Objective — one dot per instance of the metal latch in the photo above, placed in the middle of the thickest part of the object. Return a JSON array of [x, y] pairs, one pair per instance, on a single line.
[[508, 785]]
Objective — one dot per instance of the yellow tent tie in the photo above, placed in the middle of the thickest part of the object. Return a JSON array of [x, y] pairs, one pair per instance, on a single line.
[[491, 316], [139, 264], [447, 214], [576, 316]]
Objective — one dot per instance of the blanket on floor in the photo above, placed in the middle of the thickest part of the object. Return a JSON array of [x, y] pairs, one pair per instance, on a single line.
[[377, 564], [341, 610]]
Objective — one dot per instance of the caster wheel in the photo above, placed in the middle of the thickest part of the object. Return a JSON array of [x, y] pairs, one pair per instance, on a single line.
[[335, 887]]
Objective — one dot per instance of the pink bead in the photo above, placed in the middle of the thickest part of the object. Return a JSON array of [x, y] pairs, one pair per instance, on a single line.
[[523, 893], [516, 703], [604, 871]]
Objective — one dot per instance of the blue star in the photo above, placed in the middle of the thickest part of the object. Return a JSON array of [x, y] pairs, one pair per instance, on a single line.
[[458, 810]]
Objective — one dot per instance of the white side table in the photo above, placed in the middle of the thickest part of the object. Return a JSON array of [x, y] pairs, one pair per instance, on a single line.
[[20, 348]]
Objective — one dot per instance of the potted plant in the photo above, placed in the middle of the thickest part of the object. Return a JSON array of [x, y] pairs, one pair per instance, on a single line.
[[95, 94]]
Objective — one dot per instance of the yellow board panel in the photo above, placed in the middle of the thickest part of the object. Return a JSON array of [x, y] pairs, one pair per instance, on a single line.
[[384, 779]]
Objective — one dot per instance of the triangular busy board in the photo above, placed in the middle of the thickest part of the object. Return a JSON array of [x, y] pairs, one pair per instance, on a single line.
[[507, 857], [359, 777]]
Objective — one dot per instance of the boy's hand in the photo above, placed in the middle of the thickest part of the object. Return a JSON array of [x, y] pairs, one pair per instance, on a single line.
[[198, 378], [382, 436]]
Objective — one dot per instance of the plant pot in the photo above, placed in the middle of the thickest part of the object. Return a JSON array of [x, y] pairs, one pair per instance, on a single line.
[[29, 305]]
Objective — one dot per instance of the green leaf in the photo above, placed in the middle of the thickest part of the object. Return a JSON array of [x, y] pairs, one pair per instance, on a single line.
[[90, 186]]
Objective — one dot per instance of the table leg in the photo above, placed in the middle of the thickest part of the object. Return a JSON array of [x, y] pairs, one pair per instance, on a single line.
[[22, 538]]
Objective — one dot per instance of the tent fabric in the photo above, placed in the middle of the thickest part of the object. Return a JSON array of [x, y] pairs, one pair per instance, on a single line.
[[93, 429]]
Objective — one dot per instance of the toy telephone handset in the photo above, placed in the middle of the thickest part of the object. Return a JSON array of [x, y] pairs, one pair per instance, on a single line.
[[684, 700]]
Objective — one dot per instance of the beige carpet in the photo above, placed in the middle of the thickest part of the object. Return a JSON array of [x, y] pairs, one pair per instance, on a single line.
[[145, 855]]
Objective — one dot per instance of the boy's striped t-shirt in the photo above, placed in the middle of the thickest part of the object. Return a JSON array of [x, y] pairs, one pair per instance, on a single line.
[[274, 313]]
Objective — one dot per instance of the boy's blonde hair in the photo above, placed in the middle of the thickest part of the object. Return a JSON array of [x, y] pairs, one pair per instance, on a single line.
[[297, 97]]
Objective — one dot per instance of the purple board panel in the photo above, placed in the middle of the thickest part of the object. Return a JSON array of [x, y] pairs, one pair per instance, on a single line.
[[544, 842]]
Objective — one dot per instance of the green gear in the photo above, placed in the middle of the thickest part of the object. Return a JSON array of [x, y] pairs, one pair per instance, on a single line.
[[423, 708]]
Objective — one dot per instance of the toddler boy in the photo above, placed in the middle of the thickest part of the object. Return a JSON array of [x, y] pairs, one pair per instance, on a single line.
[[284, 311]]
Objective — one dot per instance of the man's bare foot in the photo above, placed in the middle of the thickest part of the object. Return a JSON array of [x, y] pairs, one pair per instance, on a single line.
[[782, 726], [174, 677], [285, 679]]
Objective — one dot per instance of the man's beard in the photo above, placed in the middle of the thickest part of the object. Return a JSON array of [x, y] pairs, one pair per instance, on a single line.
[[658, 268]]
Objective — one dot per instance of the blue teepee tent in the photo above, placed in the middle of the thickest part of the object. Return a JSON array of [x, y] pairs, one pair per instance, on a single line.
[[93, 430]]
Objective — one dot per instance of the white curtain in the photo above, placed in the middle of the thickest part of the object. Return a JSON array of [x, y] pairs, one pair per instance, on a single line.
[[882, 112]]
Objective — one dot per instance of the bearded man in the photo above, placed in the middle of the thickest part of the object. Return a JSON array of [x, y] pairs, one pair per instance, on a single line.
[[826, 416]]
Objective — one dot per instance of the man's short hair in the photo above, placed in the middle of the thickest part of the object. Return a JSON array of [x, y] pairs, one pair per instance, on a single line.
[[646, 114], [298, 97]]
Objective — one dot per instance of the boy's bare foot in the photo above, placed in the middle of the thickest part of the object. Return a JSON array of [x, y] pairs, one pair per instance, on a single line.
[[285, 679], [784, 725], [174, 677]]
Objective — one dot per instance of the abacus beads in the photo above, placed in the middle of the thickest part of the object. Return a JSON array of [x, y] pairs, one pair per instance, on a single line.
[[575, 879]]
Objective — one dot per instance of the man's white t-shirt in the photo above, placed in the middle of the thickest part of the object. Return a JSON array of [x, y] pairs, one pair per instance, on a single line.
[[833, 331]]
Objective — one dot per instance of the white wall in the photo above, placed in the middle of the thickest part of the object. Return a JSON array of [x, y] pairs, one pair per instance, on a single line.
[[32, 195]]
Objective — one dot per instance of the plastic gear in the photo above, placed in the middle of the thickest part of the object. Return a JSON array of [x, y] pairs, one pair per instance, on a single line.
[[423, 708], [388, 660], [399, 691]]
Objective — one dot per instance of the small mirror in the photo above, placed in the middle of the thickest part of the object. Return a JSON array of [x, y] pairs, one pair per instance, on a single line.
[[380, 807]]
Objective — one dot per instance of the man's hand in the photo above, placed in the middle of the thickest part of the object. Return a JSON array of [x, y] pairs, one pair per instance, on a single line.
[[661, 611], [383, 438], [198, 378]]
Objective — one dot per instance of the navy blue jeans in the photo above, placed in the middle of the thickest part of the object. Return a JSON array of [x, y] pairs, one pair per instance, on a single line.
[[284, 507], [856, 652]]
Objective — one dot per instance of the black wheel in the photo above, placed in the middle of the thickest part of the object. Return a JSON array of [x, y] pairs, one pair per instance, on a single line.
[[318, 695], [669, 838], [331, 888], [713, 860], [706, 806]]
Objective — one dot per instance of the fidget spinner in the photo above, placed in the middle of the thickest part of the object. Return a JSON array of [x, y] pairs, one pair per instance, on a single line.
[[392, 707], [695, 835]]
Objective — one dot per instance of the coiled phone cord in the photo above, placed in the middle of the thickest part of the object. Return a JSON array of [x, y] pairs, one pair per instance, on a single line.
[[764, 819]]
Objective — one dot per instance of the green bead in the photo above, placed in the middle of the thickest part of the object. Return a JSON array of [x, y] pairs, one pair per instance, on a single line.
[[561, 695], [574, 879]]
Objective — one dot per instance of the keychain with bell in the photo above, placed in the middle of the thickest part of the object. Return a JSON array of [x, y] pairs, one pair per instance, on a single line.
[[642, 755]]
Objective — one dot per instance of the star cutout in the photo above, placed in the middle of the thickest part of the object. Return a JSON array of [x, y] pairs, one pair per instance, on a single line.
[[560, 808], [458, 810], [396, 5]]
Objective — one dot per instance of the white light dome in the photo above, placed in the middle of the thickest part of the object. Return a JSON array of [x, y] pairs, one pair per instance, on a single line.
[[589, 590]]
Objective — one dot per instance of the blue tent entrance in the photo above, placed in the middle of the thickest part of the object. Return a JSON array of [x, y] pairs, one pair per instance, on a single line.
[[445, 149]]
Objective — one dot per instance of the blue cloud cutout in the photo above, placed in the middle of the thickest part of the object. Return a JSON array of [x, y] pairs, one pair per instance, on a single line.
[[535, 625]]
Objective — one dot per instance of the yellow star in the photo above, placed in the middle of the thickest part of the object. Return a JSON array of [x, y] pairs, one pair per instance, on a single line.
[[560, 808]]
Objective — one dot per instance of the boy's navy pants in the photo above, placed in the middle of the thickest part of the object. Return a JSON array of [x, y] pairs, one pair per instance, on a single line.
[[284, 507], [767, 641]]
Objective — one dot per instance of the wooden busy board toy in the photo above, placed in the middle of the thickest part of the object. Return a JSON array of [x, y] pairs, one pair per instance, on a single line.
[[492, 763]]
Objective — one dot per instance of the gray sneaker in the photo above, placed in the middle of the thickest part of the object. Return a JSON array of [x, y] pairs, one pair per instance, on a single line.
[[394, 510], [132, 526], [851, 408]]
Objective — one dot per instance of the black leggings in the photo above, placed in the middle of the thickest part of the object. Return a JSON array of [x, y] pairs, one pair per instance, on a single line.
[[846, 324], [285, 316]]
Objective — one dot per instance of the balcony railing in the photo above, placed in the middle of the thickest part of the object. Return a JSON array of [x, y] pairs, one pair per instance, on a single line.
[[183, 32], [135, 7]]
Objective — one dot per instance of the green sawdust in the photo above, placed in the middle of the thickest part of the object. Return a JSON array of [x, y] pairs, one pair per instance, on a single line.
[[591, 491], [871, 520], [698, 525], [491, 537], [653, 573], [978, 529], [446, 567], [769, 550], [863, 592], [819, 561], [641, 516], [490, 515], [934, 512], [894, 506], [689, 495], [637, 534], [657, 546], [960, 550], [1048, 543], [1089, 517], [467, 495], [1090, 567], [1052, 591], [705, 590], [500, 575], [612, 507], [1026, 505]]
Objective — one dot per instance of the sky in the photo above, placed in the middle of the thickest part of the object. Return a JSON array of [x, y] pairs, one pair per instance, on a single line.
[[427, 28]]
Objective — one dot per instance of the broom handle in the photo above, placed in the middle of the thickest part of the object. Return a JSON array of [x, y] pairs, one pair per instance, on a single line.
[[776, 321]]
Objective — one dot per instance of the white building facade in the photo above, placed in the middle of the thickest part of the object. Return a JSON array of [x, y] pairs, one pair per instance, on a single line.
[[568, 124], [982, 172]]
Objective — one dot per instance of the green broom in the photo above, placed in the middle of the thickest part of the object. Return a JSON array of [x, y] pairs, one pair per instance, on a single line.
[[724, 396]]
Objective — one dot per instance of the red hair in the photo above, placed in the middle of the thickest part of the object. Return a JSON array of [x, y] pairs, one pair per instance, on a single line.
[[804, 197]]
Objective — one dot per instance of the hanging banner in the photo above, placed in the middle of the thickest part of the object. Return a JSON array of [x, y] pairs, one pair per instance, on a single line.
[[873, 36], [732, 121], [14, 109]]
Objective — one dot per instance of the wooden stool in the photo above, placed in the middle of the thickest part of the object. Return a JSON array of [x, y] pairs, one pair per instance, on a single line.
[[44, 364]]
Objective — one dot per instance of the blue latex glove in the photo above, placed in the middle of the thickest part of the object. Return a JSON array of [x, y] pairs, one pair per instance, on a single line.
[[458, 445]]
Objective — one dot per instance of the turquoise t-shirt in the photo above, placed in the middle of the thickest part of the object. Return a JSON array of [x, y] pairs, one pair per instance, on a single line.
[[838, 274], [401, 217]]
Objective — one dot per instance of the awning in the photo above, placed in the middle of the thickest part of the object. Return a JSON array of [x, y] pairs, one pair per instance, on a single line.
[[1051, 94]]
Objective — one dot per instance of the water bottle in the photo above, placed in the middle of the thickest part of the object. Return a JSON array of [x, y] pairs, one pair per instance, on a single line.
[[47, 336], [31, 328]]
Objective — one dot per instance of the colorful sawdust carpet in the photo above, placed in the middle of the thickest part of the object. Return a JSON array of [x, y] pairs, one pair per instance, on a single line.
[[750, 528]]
—————
TASK DESCRIPTION:
Reproduce verbatim the lines of the records, beginning with the line that contains "Objective — one dot per instance of the yellow star" and continuing through the line that contains "[[560, 808]]", with both of those lines included.

EXERCISE RESULT:
Objective — one dot per instance of the yellow star in the photo above, placed in the middle of the thickest part of the object. Return a JSON array of [x, y] pairs, one pair per instance, on a single line.
[[560, 808]]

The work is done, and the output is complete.